● **Exercises**:
(1) According to the SWANS tour post, at which venue does the tour play its Seattle date?
(2) In the SWANS tour post, why did Gira bring The Necks, Anna von Hausswolff and Ben Frost onto "Leaving Meaning."? Answer in one to three sentences.
(3) Carry on the SWANS tour post about "Birthing" from the point where it stops.

::: Text block :::

Saturday, September 20, 2025
SWANS "Birthing" & North American Tour with Little Annie: Sept 15 - Oct 7
In a statement for his Young God Records site, SWANS bandleader Michael Gira announced both their current tour with a Seattle date at The Neptune, as well as the fruition and conclusion of this era of his singular, transcendental, brand of rock music. Having led the outfit through numerous manifestations over the decades since its inception, including a brief phase as the folk ensemble The Angels of Light, change and transfiguration have been one of their great constants of Michael Gira's lifelong music endeavor. The cartography of this four decades-spanning terrain was mapped for Exclaim in Dimitri Nasrallah's "Michael Gira: from SWANS Uncompromising Sound to Ethereal Angels of Light", and in greater detail and intimacy by friends, fellow musicians and peers in Nick Soulsby's recently published oral history of the band, "SWANS: Sacrifice and Transcendence". At the end of their previous incarnation, with the grandiose heights scaled in "Soundtracks for the Blind" and "Swans are Dead", they took celestial ascension and physical bombast to literally epic durations and dynamic magnitude. The post-reform precision and (relative) brevity of 2010's "My Father Will Guide Me Up a Rope in the Sky", the more variegated and nuanced "The Seer", the extended forays heard on "To Be Kind", and rapturous hypnoticism of 2016's "The Glowing Man" ascend to, and even expand upon similarly Homeric heights. Following on the hypnotic and repetitive krautock-inspired grooves of 2019's "Leaving Meaning.", in which Gira enlisted Australian avant-jazz luminaries, The Necks, organist Anna von Hausswolff, and Icelandic electronics sculptor, Ben Frost, to enhance their tapestries of sound. The tour for that album was disrupted and eventually cancelled altogether, with Gira releasing a statement about the next work in progress and the fruitful recording sessions held in Germany. The album that came from those sessions, "The Beggar" enlisted many individuals from the band's previous lineups. This arrangement extends to the current iteration found on "Birthing" and was realized by Gira alongside longtime percussionists Larry Mullins and Phil Puleo, Angels of Light bassist and keyboardist Dana Schechter, and mainstays of the band's 21st century incarnation, Kristof Hahn and Christopher Pravdica.

::: Dataset entries :::

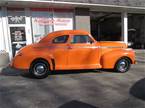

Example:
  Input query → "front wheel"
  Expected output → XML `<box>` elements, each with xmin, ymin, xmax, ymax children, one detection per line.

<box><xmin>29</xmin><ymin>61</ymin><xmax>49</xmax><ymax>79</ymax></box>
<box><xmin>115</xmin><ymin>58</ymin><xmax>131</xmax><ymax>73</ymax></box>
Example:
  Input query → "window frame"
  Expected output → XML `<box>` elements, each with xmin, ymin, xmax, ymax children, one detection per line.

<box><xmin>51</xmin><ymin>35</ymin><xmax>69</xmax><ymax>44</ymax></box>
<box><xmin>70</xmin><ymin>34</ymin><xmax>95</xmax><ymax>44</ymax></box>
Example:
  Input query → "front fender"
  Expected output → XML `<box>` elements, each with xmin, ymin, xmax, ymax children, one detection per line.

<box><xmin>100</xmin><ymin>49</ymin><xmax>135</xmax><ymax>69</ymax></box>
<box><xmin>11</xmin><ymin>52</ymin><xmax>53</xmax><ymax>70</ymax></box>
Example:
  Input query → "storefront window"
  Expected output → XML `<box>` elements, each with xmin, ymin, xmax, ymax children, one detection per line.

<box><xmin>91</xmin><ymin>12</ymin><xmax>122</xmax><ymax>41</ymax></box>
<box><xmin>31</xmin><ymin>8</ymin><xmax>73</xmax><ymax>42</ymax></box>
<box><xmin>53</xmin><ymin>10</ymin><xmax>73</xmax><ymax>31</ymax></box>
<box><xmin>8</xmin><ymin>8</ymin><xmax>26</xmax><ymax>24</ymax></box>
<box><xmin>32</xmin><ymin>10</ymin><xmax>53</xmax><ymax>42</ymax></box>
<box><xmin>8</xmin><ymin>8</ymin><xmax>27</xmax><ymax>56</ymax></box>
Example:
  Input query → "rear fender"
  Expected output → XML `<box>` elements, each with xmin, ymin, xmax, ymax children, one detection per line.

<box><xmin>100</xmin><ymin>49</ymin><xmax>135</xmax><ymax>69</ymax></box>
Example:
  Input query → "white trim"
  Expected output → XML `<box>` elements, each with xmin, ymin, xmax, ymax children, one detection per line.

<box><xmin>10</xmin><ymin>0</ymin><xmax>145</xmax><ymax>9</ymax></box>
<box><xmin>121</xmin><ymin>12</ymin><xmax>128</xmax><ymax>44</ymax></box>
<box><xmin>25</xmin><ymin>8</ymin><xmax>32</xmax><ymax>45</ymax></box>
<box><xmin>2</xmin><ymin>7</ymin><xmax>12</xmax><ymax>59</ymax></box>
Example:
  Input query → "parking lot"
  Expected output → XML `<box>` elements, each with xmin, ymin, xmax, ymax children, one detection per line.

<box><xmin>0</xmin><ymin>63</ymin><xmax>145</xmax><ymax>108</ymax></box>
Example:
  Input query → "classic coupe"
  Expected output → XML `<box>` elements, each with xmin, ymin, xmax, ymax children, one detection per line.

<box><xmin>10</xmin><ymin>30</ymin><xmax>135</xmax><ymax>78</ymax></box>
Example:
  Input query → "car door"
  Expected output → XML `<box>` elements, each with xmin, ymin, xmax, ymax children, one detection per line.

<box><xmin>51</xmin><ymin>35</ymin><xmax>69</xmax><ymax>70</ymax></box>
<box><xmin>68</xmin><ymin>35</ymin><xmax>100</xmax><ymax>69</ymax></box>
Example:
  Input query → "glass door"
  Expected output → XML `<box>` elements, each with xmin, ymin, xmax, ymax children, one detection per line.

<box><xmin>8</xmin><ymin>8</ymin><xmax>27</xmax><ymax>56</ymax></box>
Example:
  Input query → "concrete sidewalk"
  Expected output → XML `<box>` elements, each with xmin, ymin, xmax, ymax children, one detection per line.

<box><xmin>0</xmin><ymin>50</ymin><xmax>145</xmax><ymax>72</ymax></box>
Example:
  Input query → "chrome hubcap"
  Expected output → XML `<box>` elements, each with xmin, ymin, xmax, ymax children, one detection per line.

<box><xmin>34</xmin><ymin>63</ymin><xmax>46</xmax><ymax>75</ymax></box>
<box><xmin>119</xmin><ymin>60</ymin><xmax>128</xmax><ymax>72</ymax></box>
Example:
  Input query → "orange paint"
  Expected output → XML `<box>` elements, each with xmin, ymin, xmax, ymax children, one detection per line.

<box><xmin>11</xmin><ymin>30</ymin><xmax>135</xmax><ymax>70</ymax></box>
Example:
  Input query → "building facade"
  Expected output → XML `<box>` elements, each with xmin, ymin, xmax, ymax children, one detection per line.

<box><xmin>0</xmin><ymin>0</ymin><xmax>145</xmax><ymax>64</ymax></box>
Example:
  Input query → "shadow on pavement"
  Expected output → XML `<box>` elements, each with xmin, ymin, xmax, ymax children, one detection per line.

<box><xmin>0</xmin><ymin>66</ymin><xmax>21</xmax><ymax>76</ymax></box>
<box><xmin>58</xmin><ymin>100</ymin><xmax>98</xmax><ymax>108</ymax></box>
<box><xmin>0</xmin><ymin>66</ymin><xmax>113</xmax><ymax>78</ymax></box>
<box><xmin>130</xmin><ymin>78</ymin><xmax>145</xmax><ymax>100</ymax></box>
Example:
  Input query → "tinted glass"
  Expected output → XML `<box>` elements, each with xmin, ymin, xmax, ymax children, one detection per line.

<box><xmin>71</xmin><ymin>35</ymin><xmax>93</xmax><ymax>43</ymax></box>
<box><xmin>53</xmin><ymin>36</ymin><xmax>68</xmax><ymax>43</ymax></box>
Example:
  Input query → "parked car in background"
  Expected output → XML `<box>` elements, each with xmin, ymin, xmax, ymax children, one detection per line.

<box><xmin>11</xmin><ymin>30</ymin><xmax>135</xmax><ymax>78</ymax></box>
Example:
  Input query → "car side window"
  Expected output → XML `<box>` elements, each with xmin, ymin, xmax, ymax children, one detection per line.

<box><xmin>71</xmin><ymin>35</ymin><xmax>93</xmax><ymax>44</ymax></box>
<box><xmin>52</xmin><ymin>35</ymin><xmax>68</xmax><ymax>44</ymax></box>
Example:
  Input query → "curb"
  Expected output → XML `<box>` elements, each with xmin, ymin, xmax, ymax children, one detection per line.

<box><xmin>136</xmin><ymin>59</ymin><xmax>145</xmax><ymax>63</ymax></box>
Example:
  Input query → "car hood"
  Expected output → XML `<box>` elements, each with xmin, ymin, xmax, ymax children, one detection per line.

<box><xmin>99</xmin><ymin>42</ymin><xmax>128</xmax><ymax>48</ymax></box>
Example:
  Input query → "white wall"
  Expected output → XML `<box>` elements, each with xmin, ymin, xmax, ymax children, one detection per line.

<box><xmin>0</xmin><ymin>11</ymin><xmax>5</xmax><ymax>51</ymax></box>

:::
::: Dataset entries :::

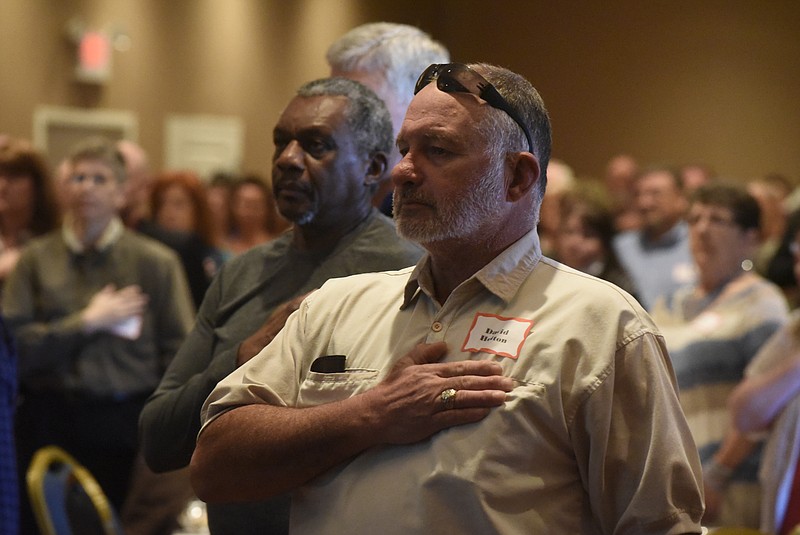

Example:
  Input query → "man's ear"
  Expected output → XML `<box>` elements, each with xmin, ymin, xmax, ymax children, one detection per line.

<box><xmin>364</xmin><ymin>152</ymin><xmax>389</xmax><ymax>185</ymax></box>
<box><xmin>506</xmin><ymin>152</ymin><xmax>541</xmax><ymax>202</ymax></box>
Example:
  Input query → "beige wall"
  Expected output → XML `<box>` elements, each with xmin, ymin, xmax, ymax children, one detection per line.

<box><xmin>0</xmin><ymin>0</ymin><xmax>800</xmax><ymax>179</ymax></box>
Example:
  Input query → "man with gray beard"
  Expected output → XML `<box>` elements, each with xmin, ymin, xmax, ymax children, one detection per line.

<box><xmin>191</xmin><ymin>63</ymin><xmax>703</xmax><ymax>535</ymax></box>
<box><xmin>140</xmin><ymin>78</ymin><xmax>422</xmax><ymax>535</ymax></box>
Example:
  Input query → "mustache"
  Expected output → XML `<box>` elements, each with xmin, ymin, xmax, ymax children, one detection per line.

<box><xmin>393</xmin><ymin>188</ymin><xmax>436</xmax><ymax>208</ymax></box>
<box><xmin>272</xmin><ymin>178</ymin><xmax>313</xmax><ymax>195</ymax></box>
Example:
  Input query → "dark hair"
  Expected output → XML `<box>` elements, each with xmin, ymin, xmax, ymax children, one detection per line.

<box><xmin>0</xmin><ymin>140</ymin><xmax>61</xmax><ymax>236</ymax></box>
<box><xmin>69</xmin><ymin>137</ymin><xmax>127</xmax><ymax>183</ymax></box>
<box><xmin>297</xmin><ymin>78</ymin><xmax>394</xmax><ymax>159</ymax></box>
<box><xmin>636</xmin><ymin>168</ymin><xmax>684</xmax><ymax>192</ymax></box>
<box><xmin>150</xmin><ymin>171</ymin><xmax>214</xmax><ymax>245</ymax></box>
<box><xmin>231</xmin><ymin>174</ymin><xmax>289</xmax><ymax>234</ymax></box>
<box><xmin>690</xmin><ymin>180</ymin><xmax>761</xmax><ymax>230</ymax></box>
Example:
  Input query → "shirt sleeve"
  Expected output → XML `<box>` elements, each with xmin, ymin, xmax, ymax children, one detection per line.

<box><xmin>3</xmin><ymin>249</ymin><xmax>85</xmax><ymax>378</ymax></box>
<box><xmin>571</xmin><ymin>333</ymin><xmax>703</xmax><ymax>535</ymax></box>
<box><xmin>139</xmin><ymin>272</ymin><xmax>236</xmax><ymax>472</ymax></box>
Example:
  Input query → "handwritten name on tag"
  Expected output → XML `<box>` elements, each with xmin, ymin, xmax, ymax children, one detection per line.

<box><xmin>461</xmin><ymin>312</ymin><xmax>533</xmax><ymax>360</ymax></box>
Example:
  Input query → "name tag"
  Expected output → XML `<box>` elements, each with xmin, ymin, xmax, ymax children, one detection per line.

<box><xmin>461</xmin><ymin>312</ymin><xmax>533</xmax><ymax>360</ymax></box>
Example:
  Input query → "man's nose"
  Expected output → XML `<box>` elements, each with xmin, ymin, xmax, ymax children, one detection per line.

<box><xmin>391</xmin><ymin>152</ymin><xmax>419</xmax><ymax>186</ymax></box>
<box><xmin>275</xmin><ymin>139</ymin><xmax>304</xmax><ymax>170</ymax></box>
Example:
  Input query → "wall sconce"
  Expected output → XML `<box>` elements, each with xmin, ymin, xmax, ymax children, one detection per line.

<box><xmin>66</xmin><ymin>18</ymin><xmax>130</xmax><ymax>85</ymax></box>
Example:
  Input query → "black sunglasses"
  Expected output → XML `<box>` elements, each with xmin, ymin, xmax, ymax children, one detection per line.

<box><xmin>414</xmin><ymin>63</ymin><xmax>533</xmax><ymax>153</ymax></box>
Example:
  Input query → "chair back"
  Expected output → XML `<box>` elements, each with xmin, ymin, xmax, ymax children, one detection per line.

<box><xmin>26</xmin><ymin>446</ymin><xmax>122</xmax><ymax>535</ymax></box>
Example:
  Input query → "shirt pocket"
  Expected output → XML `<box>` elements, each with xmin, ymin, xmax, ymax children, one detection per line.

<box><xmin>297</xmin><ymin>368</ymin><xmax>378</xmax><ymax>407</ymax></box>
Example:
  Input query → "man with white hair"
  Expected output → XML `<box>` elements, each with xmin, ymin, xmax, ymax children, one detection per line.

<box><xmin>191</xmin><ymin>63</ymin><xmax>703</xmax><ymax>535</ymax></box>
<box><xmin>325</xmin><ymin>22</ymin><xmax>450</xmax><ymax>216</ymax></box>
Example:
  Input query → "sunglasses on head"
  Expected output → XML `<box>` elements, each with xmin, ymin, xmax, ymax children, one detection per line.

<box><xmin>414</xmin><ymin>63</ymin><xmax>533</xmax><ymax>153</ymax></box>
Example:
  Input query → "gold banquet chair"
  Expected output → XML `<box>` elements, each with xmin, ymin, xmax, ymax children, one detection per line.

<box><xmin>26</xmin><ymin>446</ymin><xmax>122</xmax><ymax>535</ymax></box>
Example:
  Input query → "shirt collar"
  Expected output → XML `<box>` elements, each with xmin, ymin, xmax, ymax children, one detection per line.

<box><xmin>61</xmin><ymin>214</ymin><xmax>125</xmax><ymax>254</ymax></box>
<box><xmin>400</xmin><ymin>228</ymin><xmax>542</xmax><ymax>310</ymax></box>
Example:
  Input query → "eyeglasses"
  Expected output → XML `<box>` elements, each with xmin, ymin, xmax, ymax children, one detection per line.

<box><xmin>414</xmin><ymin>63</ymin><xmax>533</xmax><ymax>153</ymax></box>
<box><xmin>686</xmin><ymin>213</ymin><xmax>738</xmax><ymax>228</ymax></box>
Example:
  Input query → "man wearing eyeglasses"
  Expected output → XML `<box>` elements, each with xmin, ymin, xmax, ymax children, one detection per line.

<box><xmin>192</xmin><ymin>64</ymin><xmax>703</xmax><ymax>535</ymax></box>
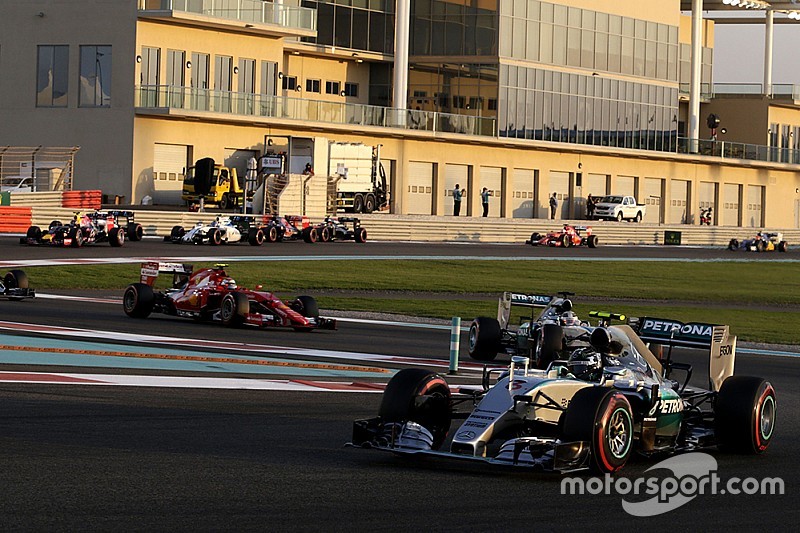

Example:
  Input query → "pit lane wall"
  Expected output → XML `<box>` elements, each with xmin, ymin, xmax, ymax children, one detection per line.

:::
::: Dataset entries :::

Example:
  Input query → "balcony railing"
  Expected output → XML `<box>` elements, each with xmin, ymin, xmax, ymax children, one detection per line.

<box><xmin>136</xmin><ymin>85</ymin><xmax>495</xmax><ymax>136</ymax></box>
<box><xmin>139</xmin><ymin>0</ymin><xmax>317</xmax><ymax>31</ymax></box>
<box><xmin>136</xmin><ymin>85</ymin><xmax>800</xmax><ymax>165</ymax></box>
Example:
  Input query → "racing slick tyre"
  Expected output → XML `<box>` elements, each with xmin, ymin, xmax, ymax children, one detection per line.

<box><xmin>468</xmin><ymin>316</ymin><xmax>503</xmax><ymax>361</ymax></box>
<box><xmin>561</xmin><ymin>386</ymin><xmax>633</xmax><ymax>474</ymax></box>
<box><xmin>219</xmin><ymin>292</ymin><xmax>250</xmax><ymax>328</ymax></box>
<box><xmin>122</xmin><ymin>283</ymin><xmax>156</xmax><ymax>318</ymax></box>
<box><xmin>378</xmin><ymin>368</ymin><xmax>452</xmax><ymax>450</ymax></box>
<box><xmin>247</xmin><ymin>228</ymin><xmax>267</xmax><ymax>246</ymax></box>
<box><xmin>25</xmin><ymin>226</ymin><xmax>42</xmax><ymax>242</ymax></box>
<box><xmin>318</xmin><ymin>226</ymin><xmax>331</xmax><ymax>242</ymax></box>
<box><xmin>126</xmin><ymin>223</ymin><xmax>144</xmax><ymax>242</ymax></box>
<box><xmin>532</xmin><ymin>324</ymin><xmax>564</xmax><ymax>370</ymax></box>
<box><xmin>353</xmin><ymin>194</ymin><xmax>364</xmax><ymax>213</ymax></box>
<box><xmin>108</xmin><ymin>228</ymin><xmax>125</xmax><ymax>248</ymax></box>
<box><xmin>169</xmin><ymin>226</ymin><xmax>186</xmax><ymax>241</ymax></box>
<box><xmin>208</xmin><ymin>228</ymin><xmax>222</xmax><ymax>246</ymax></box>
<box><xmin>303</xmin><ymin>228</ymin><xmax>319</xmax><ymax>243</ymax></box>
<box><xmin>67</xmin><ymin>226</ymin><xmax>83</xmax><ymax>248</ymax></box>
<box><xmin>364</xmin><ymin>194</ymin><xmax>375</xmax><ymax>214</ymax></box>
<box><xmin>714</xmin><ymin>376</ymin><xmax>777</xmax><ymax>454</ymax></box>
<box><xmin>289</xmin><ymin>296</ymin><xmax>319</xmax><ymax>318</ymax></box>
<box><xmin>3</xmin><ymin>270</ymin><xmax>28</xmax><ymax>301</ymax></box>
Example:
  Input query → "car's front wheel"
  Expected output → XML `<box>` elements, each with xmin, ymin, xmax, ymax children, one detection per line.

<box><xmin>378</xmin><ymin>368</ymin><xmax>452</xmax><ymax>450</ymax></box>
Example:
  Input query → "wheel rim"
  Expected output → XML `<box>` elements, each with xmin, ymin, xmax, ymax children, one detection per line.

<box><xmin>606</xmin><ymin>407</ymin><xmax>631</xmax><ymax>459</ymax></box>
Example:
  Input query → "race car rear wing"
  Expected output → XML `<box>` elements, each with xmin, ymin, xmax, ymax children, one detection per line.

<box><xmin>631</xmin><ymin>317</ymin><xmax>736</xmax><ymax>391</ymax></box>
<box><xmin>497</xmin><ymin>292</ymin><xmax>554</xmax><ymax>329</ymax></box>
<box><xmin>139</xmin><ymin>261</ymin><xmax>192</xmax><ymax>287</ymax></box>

:::

● **Solved tasks**:
(1) The Neptune.

(2) Gira enlisted them to enhance the band's tapestries of sound. The post calls The Necks Australian avant-jazz luminaries, von Hausswolff an organist and Frost an Icelandic electronics sculptor.

(3)
The albums and live performances of this past decade, spanning 2010-2018, were the fruit of an extended, ever-evolving recording process. "A Little Drop of Blood: Michael Gira of SWANS Interviewed" for The Quietus describes the often arduous writing, rehearsal, touring and recording in a dynamic creative systole and diastole. The undertaking of then translating these recorded works to a marathon live experience documented in an interview with Pitchfork of 2014, "Michael Gira Talks about How SWANS Returned without Losing Any Potency". Even more personal and confessional, The Quietus have produced a lengthy interview on the explicitly spiritual, transcendental nature of their live incarnation, "This is My Sermon: Michael Gira of SWANS Speaks". The Observer's "Michael Gira on ‘Dangling Off the Edge of a Cliff’" maps the musical trajectory's Oroborous-like path back to itself, as SWANS of the 21st Century has birthed a supreme amalgam from its own DNA. One that encapsulates the totality of their 40-plus year trajectory. From brutalist no wave minimalism, to musique concrete and extended tonal and drone compositions, to electric rock, psychedelia, blues, folk and Americana. The Guardian's John Doran postulates how it came to pass that SWANS produced the best work of their career so far. Where so many other bands of a similar vintage have retread familiar ground, revisiting the formula of past successes, Gira and company chose to instead stake everything on a fresh roll of the dice. They took a genuine gamble on creating new art rather than trying to recapture past glories and in doing so, they conjured an, "Enduring Love: Why SWANS are More Vital Now than Ever". Of the sonic topography found on this "Dark and Unsettling, Purifying and Beautiful" work on these 21st century albums, Gira has said that "My vision changes according to the unfolding of random events found in the music that we play together", and as with each release before it, "SWANS Just Keep Swimming" towards some unknown and distant horizon. And in this purportedly final iteration, "SWANS ‘Birthing’ Wants and Demands Transformation", bringing the listener through a "A Ritualistic Endurance Test That Demands Attention".